Aku anak biasa yang berasal
dari desa pusaka jaya, sebuah desa yang jauh dari jantung kota subang.
Kehidupan ku pun tak ada yang spesial, di sekolah tak pernah juara
kelas. Seingat ku, aku hanya mendapat kan peringkat ke-4 ketika aku
lulus dari SDN Arif Rahman Hakim. Dilingkungan rumah pun aku termasuk
anak yang sangat biasa-biasa saja. Tidak pandai main bola, main game
play station selalu kalah, dan ngaji al-quran yang biasa diikuti anak
kampung pun, hanya aku yang belum khatam. Sungguh tak ada yang spesial
yang terlahir dalam diriku. Tapi, allah swt maha adil. DIA selalu
mengirimkan suatu kelebihan di setiap kekurangan. Allah swt telah
menyiapkan untuk ku mental baja yang siap menjadi tameng disetiap
kekurangan ku, keraguan ku, kekalahan ku, dan untuk sang mimpi yang
selalu membisikan dalam telinga ku “Alan kamu pasti bisa, ayo jemput aku! Tidak ada yang mustahil di dunia ini”.
Aku
tumbuh menjadi anak yang penuh dengan impian. impian untuk mengeyam
pendidikan setinggi-tingginya, impian untuk memperbaiki kualitas hidup,
dan impian untuk membahagiakan kedua orang tua ku. keluarga ku bukanlah
berasal dari kaum berdarah biru. Ayah hanya seorang buruh bangun yang
kerjaanya tidak pasti. Ibu pun hanya berjualan jagung rebus keliling
yang keuntunganya hanya bisa dipakai untuk hari itu.
Keadaan
keluarga ku tak menjadikan alasan untuk menghentikan semua cita-cita ku
yang telah kubina sejak dulu. Sebelum kelulusan sekolah menengah pertama
diumumkan, aku telah memilih beberapa SMA yang menurutku bagus tapi
sangat ramah di kantong. Sebulan sebelum Ujian Nasional Tingkat SMP
tahun 2009, ada sebuah instansi yang mempromosikan sekolahnya.
“If
you could speak English well, a chance study aboard on your hand.”
terang salah seorang dari mereka. Mata ku tak dapat dialihkan dari
perhatiannya. Sekujur tubuh ku merinding disko ketika mendengarkan
penjelasanya.

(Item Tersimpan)
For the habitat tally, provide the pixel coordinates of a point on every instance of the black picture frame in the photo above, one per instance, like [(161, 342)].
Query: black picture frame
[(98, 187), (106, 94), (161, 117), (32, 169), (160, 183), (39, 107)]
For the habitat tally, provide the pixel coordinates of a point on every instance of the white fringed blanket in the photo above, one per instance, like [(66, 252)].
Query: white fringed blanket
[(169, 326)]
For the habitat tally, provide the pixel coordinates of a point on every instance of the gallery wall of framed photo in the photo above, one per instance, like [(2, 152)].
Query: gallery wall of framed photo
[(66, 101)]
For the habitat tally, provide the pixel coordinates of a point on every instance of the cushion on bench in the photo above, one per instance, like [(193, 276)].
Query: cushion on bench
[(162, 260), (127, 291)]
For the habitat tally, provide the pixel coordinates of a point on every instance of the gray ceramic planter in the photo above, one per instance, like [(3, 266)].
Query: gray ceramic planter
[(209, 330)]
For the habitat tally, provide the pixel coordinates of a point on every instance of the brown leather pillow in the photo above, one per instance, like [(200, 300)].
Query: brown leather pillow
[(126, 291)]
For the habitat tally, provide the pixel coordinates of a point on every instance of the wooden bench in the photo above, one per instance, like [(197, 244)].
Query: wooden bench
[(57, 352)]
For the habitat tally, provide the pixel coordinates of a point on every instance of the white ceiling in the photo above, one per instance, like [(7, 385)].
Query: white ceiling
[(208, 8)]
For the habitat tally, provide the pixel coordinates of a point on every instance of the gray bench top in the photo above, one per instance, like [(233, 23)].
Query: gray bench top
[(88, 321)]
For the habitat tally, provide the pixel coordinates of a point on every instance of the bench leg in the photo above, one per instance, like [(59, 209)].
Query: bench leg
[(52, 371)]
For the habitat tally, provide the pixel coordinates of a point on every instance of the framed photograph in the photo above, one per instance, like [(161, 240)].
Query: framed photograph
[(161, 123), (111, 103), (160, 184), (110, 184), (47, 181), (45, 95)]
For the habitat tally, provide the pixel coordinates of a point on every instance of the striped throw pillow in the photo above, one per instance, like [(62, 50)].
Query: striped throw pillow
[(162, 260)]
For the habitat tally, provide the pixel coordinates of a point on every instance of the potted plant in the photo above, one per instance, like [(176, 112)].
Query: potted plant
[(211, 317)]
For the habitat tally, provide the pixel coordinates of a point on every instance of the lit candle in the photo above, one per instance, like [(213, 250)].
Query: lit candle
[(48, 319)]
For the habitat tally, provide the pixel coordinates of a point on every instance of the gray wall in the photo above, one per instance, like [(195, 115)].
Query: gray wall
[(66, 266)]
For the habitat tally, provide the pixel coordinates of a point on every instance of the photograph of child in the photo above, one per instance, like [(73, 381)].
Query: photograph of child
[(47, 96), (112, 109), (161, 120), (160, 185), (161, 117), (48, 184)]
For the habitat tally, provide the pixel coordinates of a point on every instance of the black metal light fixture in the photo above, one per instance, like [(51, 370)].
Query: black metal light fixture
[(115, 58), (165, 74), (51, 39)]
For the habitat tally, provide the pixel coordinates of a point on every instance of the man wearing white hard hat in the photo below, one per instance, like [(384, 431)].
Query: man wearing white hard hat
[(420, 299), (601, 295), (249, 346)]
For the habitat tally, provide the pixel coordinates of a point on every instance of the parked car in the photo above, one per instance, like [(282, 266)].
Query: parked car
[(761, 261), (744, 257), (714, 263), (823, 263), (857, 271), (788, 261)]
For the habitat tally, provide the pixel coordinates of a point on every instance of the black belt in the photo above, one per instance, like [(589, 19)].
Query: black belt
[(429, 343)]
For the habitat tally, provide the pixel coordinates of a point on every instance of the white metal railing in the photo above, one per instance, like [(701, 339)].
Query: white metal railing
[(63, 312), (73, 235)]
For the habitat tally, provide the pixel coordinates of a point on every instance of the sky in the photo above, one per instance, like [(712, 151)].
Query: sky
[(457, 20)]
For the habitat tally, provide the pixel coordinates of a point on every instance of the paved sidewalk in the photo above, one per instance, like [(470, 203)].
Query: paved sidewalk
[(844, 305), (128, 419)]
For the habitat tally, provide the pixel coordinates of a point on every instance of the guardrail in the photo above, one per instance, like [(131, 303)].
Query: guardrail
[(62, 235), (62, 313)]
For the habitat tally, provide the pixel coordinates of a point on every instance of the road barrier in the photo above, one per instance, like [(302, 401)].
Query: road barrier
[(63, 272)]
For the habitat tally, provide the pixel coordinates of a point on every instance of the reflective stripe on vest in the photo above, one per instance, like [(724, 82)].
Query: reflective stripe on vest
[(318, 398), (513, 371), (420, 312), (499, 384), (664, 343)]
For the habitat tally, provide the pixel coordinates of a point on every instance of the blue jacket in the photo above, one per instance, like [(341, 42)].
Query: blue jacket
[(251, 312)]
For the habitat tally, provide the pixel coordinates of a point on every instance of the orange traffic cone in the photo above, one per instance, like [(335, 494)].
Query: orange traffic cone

SOAL:
a - Jawablah pertanyaan berikut berdasarkan teks bacaan.
(i) Dari desa mana narator berasal?
(ii) Di peringkat berapa narator lulus dari SDN Arif Rahman Hakim?
(iii) Apa pekerjaan ibu narator?
b - Sebutkan semua hal dalam teks bacaan yang membuat narator tergolong anak biasa-biasa saja di lingkungan rumah.
Catatan tersebut tidak berkaitan dengan teks bacaan.

HASIL PENGERJAAN:
a -
(i) Narator berasal dari desa pusaka jaya.
(ii) Narator lulus di peringkat ke-4.
(iii) Ibu narator berjualan jagung rebus keliling.

b - Narator tidak pandai main bola. Narator selalu kalah saat main game play station. Di antara anak-anak yang mengaji al-quran, hanya narator yang belum khatam.